● TASK TO CARRY OUT
Starting at the line with "of the gray", transcribe each line through the final one, both included, and add nothing.

● MATERIAL FOR THIS TASK
▼

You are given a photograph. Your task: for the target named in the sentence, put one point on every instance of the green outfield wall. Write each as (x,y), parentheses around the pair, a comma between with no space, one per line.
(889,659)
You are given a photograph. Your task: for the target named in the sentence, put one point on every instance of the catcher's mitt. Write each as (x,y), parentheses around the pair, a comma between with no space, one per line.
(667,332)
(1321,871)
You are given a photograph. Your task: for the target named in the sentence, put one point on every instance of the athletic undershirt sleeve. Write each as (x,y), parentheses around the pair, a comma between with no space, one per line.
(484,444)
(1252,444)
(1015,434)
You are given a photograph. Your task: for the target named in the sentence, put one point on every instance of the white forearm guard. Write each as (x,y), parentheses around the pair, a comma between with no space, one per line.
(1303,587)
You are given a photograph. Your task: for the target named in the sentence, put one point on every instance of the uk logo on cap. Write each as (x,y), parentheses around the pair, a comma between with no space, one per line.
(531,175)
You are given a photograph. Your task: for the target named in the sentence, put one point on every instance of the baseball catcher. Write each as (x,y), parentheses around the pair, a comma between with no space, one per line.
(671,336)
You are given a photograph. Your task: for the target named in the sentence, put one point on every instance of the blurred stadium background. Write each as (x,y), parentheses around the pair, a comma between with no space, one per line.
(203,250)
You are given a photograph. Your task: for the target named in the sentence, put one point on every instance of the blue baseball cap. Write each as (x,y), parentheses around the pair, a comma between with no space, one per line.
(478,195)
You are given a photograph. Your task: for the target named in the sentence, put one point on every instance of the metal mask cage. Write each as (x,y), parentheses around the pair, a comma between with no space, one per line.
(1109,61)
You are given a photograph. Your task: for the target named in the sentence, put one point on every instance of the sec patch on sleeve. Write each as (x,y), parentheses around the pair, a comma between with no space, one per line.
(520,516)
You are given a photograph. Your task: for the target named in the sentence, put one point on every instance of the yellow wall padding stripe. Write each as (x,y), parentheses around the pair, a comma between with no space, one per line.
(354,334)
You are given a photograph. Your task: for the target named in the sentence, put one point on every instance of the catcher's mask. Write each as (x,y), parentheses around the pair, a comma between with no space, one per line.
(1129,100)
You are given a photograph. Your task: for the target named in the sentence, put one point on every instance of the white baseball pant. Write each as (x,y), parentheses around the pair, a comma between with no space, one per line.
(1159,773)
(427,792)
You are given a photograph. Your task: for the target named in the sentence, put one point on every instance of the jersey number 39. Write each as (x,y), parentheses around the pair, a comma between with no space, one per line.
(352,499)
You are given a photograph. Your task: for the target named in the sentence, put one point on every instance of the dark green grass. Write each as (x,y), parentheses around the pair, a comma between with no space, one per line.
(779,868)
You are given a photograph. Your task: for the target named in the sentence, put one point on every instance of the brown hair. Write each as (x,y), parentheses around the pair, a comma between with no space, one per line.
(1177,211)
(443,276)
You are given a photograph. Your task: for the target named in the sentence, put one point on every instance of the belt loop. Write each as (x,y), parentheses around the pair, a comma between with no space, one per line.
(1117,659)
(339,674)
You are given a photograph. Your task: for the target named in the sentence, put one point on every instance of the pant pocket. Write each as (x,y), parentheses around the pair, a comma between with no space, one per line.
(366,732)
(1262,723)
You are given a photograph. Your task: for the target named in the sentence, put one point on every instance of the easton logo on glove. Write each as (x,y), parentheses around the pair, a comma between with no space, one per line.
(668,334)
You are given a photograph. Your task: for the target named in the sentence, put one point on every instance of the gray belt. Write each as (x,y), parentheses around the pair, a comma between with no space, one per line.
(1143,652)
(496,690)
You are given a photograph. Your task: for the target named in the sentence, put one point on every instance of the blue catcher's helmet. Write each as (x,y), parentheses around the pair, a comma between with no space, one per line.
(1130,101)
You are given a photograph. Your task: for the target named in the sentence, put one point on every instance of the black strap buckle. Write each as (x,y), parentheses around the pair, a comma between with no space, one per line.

▲

● WRITTEN ANSWER
You are given a photograph. Your task: for the target named in the sentence, put one point on every instance of the gray belt. Write each as (x,y), parentheses around the pair, a comma between with no space, one per line.
(1143,652)
(496,690)
You are given a photograph. Your task: for the target named in the sentence, put one point on every instance of the blue catcher's helmet. Write each as (x,y), parentheses around the pair, a comma between with no space, one per line.
(1130,101)
You are given a photograph. Your task: for the target named in the sentence, put one point on every instance of the black strap buckle. Write each as (x,y), parentheses around the pair, a comma between with no space, one per line.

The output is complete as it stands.